§ **WRITTEN TASK**: Set down, character for character, the stretch of the Hamiltonian learning passage from "Analytic Sergeevich et" through "for mean—squared error.".

§ **SELECTED PASSAGE**:
<<<<

You'll get something that looks a bit like this:
What's $\omega$? Fourier transform and look at the peak.
We can do better. # $H = H(\vec{x})$. # Hamiltonian learning is a special case of *parameter estimation*: given data $D$, what is $\vec{x}$?
--- We want an approach that can work for small and large quantum devices alike.

To get there, we consider several different approaches to parameter estimation.

Analytic Sergeevich et al. c4vv95
  Ferrie, Granade, and Cory tfx
Rejection filter Wiebe and Granade bk9d
Particle filter Doucet et al. bmch
Likelihood-free particle filter Ferrie and Granade tdj
### The Likelihood Function ### $\|\bra{+} \ee^{\ii \omega t \sigma_z / 2} \ket{+}\|^2$ defines probability $\Pr(d | \omega; t)$ for every outcome $d$, model $\omega$ and experiment $t$. Basis for both maximum-likelihood and Bayesian methods.
### Bayesian Parameter Estimation ### The likelihood tells us what we learn from data: $$ \Pr(\vec{x} | d; e) = \frac{\Pr(d | \vec{x}; e)}{\Pr(d | e)} \Pr(\vec{x}) $$ --- Estimate $\hat{x} = \expect[\vec{x} | d; e] = \int \vec{x} \Pr(\vec{x} | d; e)\dd \vec{x}$. - **Optimal** for mean—squared error.
Each posterior $\Pr(\vec{x} | d; e)$ encodes our uncertainty about $x$. What should we expect squared-error to be? **Scalar case**: $ \expect[(x - \hat{x})^2 | d; e] = \mathbb{V}[x \mid d; e]. $ **Vector case**: $\expect[(\vec{x} - \hat{x}) (\vec{x} - \hat{x})^\TT | d; e] = \Cov(\vec{x} | d; e)$.
We can use our posteriors to make *adaptive* decisions: $$ e_* = \operatorname{arg min}_e \expect_d[\mathbb{V}(x | d; e)] $$
### **Example**: $x = (\omega)$ ### Can analytically find posterior for Gaussian priors, use to adaptively choose $t_k$. ![](./figures/how-t2.png)

**Problem**: may be intractable to analytically compute $$ \hat{x} \defeq \int \Pr(\vec{x} | d; e) \dd\vec{x} = \int \frac{ \Pr(d | \vec{x}; e) }{ \int \Pr(d | \vec{x}; e) \Pr(\vec{x}) \dd\vec{x} } \Pr(\vec{x}) \dd\vec{x}. $$

--- **Answer**: numerically approximate $\int f(\vec{x}) \Pr(\vec{x} | d)\dd\vec{x}$. *Efficient* to use Monte Carlo integration if we can sample from $\Pr(\vec{x})$.
## Rejection Sampling ## Given samples from $\Pr(\vec{x})$ and likelihood function $\Pr(d | \vec{x}; e)$, how do we sample from posterior for datum $d$? - Draw $\vec{x} \sim \Pr(\vec{x})$, accept $\vec{x}$ w/ $\Pr(d | \vec{x}; e)$. Accepted samples are distributed according to posterior.

>>>>

§ **EXTRACTED MATERIAL**:
<<<<

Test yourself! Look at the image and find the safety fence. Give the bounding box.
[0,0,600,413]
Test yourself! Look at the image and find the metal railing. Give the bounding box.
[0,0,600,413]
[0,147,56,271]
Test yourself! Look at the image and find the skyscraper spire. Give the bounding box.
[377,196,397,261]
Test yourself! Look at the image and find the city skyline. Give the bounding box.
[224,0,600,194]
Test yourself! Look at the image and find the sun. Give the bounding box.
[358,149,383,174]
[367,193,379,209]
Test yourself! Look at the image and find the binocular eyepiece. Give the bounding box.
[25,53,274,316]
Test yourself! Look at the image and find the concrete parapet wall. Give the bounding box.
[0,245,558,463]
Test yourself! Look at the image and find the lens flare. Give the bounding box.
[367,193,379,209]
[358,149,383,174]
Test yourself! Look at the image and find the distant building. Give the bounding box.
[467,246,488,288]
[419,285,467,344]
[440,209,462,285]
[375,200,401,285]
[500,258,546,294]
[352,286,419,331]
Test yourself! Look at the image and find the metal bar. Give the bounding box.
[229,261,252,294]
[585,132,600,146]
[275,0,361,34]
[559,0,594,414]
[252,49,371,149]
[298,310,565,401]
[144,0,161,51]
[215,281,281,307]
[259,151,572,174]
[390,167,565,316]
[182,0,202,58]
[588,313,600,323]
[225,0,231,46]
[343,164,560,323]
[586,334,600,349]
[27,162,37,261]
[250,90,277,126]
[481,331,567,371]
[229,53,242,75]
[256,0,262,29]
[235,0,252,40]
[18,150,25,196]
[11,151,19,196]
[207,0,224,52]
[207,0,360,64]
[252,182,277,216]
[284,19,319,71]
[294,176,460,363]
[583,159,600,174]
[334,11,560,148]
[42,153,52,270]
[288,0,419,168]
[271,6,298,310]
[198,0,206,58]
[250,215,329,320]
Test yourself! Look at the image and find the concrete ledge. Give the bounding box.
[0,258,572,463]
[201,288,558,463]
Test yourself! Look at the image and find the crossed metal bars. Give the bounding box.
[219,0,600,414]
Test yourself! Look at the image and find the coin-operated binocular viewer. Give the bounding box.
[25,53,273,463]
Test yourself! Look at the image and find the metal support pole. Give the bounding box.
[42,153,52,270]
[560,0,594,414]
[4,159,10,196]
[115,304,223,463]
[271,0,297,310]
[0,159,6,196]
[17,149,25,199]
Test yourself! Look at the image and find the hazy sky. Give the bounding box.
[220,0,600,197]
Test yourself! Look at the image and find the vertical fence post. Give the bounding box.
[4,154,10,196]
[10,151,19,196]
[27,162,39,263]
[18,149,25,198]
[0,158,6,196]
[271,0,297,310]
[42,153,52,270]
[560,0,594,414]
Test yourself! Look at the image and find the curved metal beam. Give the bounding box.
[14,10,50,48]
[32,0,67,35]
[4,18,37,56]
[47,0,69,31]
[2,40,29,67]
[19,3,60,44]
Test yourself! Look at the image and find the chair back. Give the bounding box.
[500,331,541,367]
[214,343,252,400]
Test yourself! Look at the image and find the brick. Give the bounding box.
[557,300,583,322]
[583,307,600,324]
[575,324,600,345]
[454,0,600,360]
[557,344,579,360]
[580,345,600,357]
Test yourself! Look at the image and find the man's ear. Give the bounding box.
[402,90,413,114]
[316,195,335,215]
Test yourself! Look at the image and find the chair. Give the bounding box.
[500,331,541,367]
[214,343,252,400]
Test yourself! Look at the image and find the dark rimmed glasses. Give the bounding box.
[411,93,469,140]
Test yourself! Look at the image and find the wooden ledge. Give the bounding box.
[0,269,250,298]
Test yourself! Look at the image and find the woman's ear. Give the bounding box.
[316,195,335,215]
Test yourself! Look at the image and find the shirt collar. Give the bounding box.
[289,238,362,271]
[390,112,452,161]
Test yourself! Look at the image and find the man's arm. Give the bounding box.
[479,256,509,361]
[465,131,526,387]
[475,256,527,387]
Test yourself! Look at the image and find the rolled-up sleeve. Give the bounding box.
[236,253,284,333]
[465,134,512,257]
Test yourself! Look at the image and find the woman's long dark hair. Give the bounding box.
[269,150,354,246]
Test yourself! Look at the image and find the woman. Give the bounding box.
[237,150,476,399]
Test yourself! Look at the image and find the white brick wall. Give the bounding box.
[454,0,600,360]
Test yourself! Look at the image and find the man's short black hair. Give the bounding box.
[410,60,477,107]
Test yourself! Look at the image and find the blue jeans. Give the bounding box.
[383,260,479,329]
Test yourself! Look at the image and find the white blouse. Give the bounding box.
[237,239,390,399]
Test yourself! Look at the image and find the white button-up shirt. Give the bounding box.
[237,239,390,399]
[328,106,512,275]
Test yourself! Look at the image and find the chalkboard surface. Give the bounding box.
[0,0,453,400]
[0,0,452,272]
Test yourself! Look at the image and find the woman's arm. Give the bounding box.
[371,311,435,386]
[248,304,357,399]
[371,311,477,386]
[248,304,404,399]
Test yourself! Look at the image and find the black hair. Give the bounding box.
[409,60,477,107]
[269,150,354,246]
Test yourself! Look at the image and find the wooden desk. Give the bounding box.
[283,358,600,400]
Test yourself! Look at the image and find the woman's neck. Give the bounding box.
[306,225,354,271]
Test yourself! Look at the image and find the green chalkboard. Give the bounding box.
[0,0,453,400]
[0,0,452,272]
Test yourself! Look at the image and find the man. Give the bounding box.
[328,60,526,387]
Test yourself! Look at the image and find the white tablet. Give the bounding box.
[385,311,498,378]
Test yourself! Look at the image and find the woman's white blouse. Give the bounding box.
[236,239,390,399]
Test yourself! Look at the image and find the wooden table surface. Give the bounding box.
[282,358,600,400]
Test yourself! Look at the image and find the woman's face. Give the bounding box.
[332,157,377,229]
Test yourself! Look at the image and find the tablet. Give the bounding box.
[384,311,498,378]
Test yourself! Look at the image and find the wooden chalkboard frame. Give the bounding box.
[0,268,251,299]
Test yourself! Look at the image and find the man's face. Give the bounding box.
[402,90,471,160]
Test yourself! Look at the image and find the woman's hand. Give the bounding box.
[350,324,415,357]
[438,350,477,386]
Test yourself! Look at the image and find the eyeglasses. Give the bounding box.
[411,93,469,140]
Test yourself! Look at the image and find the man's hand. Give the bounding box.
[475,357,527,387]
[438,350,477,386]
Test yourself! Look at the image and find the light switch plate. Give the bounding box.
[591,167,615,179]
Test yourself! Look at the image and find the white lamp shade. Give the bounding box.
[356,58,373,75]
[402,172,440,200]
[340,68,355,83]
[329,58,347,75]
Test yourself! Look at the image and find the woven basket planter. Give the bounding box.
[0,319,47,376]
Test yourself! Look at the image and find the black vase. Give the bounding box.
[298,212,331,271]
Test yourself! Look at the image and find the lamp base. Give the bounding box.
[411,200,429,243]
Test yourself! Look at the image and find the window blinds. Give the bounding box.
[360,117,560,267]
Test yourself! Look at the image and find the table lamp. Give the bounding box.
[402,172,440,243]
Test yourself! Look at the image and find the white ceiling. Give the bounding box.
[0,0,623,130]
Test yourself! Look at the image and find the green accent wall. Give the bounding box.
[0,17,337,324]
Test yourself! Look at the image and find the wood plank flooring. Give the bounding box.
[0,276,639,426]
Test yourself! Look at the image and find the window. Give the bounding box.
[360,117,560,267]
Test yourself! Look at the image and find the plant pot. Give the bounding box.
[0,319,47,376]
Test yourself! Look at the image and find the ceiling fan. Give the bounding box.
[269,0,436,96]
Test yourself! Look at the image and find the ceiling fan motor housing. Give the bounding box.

>>>>

§ **EXPECTED OUTPUT**:
Analytic Sergeevich et al. c4vv95
  Ferrie, Granade, and Cory tfx
Rejection filter Wiebe and Granade bk9d
Particle filter Doucet et al. bmch
Likelihood-free particle filter Ferrie and Granade tdj
### The Likelihood Function ### $\|\bra{+} \ee^{\ii \omega t \sigma_z / 2} \ket{+}\|^2$ defines probability $\Pr(d | \omega; t)$ for every outcome $d$, model $\omega$ and experiment $t$. Basis for both maximum-likelihood and Bayesian methods.
### Bayesian Parameter Estimation ### The likelihood tells us what we learn from data: $$ \Pr(\vec{x} | d; e) = \frac{\Pr(d | \vec{x}; e)}{\Pr(d | e)} \Pr(\vec{x}) $$ --- Estimate $\hat{x} = \expect[\vec{x} | d; e] = \int \vec{x} \Pr(\vec{x} | d; e)\dd \vec{x}$. - **Optimal** for mean—squared error.